__Task prompt__.
All entries must be given again exactly as written.

(Natural-language object grounding data)
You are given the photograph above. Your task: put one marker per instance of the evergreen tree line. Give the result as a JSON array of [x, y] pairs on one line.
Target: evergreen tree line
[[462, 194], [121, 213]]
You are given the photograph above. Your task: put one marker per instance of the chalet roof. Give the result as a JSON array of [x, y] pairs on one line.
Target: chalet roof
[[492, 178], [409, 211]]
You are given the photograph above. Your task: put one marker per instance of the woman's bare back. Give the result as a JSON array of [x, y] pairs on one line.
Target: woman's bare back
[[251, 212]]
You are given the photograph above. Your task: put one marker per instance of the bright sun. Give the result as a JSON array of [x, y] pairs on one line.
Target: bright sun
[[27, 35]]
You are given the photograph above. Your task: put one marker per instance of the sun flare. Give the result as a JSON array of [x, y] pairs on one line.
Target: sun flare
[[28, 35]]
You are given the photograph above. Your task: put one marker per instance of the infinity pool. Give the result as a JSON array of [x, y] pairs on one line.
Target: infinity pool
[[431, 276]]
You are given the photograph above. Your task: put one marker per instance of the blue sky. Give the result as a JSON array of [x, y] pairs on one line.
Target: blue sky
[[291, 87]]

__Answer to this problem__.
You are given the photograph above. Your task: put one marker per instance of the evergreen tree line. Give the result as a JSON array of [x, y] pairs on one line.
Target: evergreen tree line
[[462, 194], [121, 213]]
You are given the photograph above. Your task: put one marker per instance of the chalet roof. Give the result as a JSON array of [x, y] pairs on one line.
Target: chalet roof
[[492, 178], [409, 211]]
You are given the photograph above. Your task: put one marker per instance of the woman's bare back. Give the result as a JSON array of [x, y] pairs on one line.
Target: woman's bare back
[[251, 212]]
You are given the photograph above. Your task: put one marker per instance of the bright sun. Give the result as a JSON array of [x, y] pairs on one line.
Target: bright sun
[[27, 35]]
You are given the photograph above. Your task: put one marker per instance of the sun flare. Give the result as a JSON array of [x, y] pairs on one line.
Target: sun flare
[[28, 35]]
You are given the photograph above. Your task: put one marker per instance of the infinity pool. Give the result as a JSON array of [x, y] pairs on one line.
Target: infinity pool
[[431, 276]]
You are given the photograph above. Your task: put one marker per instance of the blue sky. Give the result as a JSON array of [x, y] pairs on one line.
Target: blue sky
[[291, 87]]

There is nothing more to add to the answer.